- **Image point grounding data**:
##########

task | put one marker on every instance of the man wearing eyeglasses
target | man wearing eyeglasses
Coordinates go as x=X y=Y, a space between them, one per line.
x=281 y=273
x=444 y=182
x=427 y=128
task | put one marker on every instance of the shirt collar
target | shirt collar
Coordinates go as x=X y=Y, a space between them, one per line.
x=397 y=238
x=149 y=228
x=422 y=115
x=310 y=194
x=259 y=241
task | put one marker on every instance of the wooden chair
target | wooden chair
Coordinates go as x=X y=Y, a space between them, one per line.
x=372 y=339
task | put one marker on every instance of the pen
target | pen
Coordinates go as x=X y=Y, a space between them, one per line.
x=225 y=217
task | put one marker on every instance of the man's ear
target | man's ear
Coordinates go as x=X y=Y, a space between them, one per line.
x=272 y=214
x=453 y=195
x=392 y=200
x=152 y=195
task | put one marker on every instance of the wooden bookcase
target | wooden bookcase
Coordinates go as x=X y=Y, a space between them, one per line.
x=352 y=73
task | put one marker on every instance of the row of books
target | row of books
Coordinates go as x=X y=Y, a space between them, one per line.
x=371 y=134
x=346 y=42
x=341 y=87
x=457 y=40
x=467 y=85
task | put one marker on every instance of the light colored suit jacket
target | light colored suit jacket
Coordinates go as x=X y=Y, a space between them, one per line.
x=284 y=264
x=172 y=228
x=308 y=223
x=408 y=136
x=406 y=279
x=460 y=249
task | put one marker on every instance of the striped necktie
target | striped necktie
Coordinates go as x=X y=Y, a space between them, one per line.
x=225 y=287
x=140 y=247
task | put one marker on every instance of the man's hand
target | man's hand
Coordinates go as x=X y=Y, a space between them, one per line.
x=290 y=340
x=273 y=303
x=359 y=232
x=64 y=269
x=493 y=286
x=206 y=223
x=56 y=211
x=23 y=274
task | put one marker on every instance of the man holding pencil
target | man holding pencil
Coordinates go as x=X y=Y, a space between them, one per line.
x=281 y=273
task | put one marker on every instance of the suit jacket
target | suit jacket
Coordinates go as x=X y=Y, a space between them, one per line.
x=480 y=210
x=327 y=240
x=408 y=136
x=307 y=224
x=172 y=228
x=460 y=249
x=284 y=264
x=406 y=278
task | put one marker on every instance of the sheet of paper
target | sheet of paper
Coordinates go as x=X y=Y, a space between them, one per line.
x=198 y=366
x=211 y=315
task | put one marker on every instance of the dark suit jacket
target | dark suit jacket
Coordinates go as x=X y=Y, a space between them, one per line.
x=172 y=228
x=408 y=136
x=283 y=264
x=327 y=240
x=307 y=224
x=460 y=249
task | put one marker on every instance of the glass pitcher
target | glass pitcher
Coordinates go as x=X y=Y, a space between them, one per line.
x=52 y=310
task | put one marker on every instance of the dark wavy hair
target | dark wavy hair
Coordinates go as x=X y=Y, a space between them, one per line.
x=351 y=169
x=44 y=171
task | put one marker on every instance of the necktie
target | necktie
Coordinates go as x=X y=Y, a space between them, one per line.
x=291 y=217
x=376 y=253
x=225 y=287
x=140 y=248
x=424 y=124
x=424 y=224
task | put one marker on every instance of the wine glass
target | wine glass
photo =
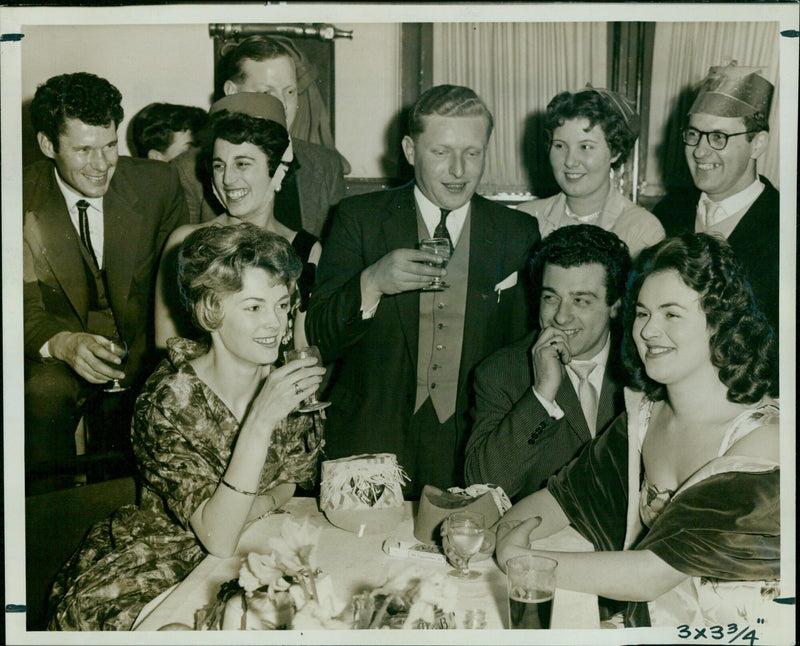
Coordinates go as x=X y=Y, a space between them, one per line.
x=441 y=247
x=116 y=343
x=310 y=403
x=463 y=533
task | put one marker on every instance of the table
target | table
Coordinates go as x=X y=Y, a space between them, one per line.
x=356 y=562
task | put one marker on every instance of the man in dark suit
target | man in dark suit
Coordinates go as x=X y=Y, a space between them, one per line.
x=534 y=409
x=405 y=357
x=727 y=131
x=315 y=181
x=94 y=224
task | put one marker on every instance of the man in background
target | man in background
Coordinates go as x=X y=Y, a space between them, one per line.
x=405 y=356
x=539 y=401
x=94 y=224
x=726 y=133
x=315 y=182
x=164 y=130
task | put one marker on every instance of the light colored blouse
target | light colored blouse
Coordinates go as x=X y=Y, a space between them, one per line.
x=635 y=226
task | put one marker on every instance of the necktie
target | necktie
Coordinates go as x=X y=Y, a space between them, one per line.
x=441 y=228
x=586 y=393
x=83 y=221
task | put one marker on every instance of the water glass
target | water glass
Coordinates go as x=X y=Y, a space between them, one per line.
x=531 y=587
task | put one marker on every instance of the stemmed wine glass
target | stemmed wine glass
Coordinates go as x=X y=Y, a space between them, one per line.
x=116 y=343
x=441 y=247
x=463 y=533
x=310 y=403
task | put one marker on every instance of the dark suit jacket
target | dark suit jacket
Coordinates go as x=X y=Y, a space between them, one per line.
x=144 y=203
x=320 y=184
x=374 y=391
x=755 y=240
x=514 y=442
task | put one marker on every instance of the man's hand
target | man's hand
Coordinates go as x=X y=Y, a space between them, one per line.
x=398 y=271
x=90 y=355
x=550 y=352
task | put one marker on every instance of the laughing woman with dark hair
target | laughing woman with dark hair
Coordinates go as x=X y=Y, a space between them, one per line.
x=247 y=152
x=680 y=498
x=589 y=136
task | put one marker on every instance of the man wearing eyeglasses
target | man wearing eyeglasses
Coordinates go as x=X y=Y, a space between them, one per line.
x=727 y=131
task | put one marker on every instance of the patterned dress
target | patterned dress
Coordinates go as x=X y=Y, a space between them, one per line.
x=182 y=436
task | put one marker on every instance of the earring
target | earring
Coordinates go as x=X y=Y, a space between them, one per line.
x=617 y=177
x=289 y=333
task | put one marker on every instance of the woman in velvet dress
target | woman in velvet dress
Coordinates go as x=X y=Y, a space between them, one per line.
x=248 y=151
x=680 y=497
x=214 y=432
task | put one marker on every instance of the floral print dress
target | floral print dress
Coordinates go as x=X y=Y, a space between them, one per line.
x=182 y=435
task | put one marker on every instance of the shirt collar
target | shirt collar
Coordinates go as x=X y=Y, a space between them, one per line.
x=601 y=358
x=71 y=197
x=431 y=214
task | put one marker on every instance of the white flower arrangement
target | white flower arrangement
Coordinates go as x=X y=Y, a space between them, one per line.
x=280 y=589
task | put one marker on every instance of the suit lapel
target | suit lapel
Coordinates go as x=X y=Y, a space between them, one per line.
x=122 y=230
x=60 y=244
x=400 y=231
x=485 y=259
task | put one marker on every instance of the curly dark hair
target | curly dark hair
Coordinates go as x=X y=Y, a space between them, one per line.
x=82 y=96
x=256 y=48
x=599 y=111
x=238 y=127
x=154 y=125
x=212 y=260
x=741 y=342
x=755 y=123
x=583 y=244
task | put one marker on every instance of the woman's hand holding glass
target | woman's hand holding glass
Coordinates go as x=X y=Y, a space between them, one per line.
x=310 y=404
x=283 y=391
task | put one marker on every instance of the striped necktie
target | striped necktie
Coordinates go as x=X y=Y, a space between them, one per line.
x=83 y=221
x=441 y=228
x=587 y=393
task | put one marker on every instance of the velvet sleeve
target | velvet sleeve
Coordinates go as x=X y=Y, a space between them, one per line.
x=592 y=489
x=726 y=527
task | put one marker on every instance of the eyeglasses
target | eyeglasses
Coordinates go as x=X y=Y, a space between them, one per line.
x=716 y=139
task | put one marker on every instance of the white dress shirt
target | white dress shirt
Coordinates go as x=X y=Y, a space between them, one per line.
x=725 y=215
x=595 y=378
x=431 y=214
x=94 y=213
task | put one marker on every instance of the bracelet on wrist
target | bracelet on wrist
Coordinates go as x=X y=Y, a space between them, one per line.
x=236 y=489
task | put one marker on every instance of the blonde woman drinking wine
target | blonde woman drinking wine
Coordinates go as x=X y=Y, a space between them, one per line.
x=680 y=498
x=217 y=442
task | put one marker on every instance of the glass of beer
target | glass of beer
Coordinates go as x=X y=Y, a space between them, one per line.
x=531 y=586
x=441 y=247
x=463 y=534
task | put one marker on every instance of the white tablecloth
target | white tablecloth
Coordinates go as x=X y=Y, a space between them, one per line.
x=355 y=563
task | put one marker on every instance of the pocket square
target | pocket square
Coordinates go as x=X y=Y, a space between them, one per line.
x=508 y=281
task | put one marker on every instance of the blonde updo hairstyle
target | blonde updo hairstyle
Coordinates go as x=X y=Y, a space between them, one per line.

##########

- **TASK STATEMENT**:
Print the lines above, unchanged, from the start of the records to the line with "target | pen", including that final line.

- **ANSWER SECTION**:
task | put one marker on every instance of the man wearing eyeglasses
target | man wearing eyeglasses
Coordinates go as x=X y=Y, a space between them, one per line.
x=281 y=273
x=444 y=182
x=427 y=128
task | put one marker on every instance of the shirt collar
target | shirt collar
Coordinates go as x=X y=Y, a space between them, one per line.
x=397 y=238
x=149 y=228
x=422 y=115
x=310 y=194
x=259 y=241
task | put one marker on every instance of the wooden chair
target | wooden chair
Coordinates go as x=X y=Y, a space between them, one per line.
x=372 y=339
task | put one marker on every instance of the pen
target | pen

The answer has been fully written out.